BRIEF:
Pick up the article on magnetic therapy for Alzheimer's patients right after its last sentence and keep writing it.

Small-Scale Study Shows Promise with Alzheimer's Patients Treated with Magnetic Therapy

Using magnetic therapy to treat people with Alzheimer's Disease.
The application of  magnets to the brains of Alzheimer's patients can help them to better comprehend what others say to them, The Independent has claimed.  This claim is based on a small-scale scientific study of an experimental magnetic therapy method called rTMS, which some people believe has the potential to reorganize brain cells, resulting in improved neurological functioning.

Over a period of about four weeks, five patients were treated with rTMS, and five were treated with a fake treatment for two weeks, followed by two weeks of treatment with actual rTMS.  The rTMS was applied to the region of the brain known to be integral for both speech and communication, which often becomes impaired during over the course of suffering from Alzheimer’s disease. After two weeks, those patients treated only with rTMS displayed improvement in sentence comprehension. Those receiving the fake treatment did not show any improvement in this regard. The fake group then improved a similar amount after two weeks of real rTMS.

Unfortunately, the method did not improve other language abilities, such as speaking, cognitive function, or memory function.  Also, the design of this small-scale study means that it can't tell us about the long-term effects, or potential harmful side-effects from rTMS. While the use of rTMS in cases of dementia will be of interest to neuro-scientists, it should be viewed as an experimental technique until large-scale, longer-term studies can do further evaluation.

DATA FOR REVIEW:
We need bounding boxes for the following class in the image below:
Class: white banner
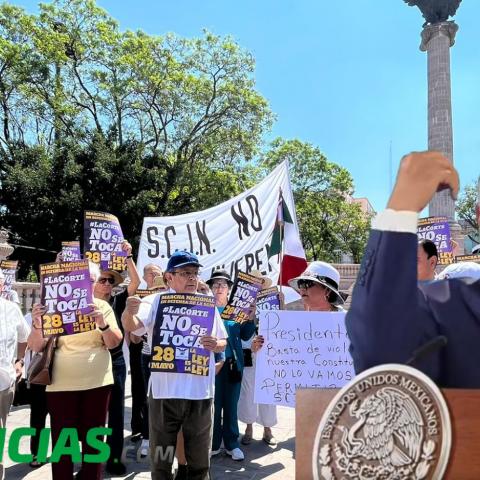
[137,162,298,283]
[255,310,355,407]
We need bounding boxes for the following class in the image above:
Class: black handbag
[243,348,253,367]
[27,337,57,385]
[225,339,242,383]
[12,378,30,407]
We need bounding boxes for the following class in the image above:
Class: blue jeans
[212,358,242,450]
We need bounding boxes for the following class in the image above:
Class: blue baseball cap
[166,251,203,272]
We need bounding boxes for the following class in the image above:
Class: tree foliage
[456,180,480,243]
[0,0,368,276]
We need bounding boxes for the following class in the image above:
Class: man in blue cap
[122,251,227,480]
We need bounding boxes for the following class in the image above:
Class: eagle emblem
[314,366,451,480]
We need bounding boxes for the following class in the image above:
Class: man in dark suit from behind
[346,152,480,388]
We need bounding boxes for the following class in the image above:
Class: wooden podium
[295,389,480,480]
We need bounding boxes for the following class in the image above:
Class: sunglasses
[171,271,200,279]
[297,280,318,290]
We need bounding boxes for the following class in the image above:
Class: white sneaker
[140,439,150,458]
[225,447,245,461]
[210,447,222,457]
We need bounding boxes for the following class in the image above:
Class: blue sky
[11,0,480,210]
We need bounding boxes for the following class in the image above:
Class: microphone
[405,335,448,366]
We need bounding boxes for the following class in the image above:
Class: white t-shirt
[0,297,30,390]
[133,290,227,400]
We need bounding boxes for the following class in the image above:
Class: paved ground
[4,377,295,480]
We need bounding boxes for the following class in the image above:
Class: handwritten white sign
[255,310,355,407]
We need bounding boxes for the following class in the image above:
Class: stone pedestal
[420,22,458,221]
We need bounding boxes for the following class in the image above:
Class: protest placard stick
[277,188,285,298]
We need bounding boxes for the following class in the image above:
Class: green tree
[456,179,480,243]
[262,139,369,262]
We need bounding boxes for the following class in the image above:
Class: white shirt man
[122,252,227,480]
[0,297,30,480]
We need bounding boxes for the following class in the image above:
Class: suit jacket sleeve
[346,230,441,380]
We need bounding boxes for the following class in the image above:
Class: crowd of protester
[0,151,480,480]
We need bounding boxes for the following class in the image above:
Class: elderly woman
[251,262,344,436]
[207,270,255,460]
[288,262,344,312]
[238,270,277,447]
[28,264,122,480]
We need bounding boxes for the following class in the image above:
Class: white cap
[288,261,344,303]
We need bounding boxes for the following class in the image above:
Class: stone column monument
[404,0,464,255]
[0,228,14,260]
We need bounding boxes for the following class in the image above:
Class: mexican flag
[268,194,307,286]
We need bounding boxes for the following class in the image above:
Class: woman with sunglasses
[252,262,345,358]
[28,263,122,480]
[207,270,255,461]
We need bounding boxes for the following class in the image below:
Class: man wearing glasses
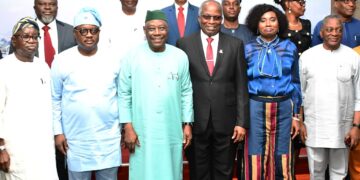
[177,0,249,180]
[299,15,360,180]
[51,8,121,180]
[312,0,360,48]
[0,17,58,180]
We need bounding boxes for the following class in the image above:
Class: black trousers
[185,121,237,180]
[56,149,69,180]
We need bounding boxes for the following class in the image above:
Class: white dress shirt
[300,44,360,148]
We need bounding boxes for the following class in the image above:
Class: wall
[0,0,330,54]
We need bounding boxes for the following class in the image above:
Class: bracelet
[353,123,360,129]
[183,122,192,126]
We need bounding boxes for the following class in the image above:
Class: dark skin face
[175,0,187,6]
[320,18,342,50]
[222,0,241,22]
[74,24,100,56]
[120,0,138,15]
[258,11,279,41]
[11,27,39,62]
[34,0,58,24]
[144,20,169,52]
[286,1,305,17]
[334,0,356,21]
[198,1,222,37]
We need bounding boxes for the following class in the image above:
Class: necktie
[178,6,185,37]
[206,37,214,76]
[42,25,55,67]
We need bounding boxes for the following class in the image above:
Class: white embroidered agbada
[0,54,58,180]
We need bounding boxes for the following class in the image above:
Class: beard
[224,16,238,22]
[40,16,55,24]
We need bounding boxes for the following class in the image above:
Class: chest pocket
==
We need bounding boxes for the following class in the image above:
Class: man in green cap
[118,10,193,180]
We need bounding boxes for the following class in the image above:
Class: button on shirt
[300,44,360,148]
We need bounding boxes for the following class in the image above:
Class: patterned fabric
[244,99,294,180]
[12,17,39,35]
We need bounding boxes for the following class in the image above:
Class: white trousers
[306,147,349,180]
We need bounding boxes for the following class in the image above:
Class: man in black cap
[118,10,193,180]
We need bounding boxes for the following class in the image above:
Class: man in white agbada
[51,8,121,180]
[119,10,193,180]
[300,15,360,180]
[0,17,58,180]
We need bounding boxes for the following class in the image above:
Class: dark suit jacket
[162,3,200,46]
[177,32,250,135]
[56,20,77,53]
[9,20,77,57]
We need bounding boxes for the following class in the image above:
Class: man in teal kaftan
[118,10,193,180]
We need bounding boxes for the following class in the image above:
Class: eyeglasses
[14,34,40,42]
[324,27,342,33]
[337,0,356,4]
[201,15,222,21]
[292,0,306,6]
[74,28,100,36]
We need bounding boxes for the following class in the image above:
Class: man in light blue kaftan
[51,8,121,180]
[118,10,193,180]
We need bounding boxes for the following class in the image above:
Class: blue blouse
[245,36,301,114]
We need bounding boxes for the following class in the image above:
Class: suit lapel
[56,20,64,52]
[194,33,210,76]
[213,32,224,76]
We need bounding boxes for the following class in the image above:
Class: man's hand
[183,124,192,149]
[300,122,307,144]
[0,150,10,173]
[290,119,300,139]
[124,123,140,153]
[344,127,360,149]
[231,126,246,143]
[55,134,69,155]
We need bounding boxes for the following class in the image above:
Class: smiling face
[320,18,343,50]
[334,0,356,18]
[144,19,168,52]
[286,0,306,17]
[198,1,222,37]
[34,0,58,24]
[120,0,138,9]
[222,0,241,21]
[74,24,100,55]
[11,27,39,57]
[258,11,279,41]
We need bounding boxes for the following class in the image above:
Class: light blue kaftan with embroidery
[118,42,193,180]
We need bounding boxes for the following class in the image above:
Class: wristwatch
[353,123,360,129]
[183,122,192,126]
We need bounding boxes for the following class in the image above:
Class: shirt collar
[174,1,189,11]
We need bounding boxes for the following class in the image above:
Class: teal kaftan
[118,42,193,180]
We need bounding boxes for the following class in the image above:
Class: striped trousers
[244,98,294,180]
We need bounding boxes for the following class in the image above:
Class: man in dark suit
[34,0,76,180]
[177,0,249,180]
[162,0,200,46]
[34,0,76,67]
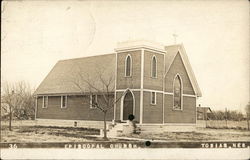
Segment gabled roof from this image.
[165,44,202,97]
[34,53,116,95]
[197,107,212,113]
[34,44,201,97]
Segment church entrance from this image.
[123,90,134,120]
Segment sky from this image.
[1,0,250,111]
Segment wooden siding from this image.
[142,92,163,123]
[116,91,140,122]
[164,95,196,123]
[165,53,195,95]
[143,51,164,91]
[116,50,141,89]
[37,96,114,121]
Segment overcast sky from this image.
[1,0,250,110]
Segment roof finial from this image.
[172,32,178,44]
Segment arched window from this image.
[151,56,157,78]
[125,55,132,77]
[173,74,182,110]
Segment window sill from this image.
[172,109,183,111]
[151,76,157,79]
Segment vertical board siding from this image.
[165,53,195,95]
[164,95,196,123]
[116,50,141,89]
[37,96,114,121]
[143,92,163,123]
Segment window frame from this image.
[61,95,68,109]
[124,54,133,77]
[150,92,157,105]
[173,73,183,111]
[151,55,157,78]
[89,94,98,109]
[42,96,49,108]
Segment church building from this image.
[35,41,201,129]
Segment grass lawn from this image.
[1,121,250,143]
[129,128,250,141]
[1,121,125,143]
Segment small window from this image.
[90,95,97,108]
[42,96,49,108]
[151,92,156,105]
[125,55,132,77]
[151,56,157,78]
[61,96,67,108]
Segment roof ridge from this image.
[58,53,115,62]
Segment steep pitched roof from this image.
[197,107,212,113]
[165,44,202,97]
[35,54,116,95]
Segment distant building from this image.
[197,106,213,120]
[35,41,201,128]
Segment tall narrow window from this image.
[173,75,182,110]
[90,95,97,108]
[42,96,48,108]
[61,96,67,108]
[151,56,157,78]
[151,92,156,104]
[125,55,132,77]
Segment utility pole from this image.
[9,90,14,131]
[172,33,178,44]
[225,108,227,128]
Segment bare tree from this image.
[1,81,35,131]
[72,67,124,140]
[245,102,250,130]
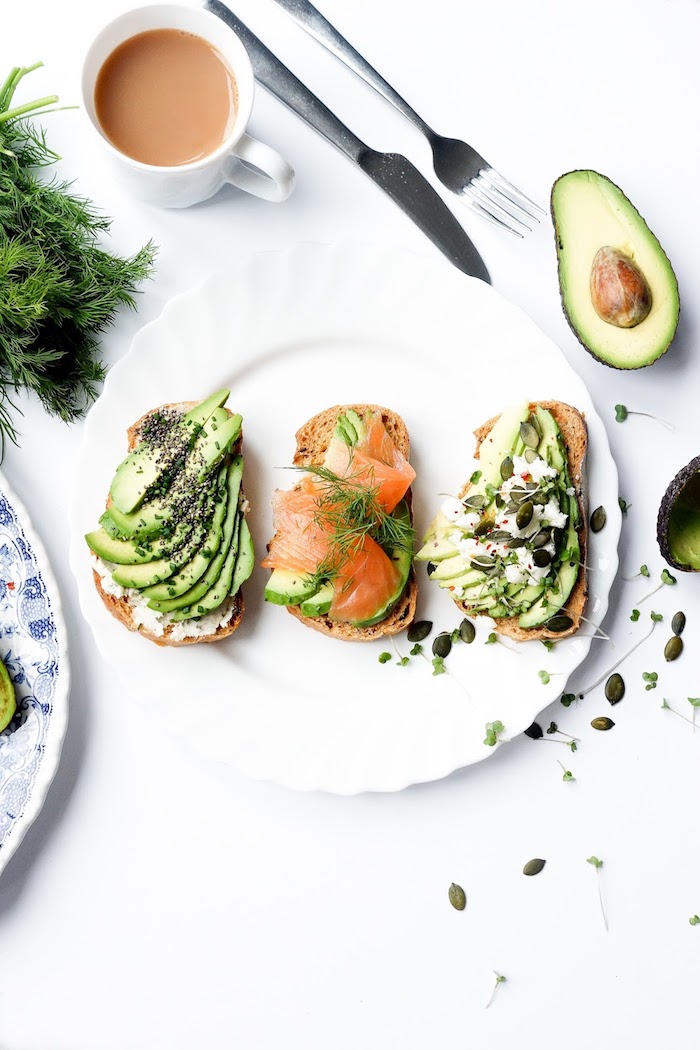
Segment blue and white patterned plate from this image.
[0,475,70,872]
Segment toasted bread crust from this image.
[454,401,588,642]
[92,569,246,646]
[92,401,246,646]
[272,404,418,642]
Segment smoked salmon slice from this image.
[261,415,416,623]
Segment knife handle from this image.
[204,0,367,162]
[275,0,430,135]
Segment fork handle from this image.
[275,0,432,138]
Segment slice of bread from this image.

ANSWER TO THIS PROBLEM:
The study was carried out by researchers from the IRCCS Centro San Giovanni di Dio Fatebenefratelli, and other educational and research institutes in Italy. The research was supported by a project grant from the Italian Ministry of Health and the Associazione Fatebenefratelli per la Ricerca (AFaR) research foundation.  It was published in the peer-reviewed Journal of Neurology, Neurosurgery & Psychiatry.

Magnetic Therapy May Be Useful for Hard-to-Treat Depression

Treating depression using magnetic therapy.
Using magnetic fields in order to stimulate specific regions of the brain may be able to help alleviate depression in some people who have not experienced adequate results from using antidepressants, new research has found.

Researchers administered magnetic therapy to half of a group of 190 adults who had experienced depression for a period of at least three months, but less than five years, and who had taken prescribed medicine for their depression, but did not experience sufficient, positive results. The other half of the study group was given a placebo treatment - simulated magnetic therapy that was not distinguishable from the actual therapy, the researchers said.

After three weeks, about 14% of the patients in the group who were receiving actual magnetic therapy reported that they were no longer experiencing depression, compared with only 5% of those who were receiving the fake treatment.

The researchers continued applying the magnetic treatment for three additional weeks for those who continued to remained depressed, and offered the real treatment to the participants who'd received the placebo treatment. After that additional three week period, about 30% reported that they were no longer experiencing depression, according to the researchers.

"We have settled a fundamental question about (TMS) therapy, which is, 'Does it work?'" said the lead author of the study, Dr. Mark George, a professor of psychiatry, radiology and neuroscience at the Medical University of South Carolina. "The answer is 'yes.'"

"In a rigorous, industry-free multi-site trial, with a convincing sham, we found unambiguously that TMS worked better than the sham. It's watershed," George stated.

The findings of the study are published in the May issue of Archives of General Psychiatry.

Magnets for Pain Relief

How Do Magnets Relieve Pain?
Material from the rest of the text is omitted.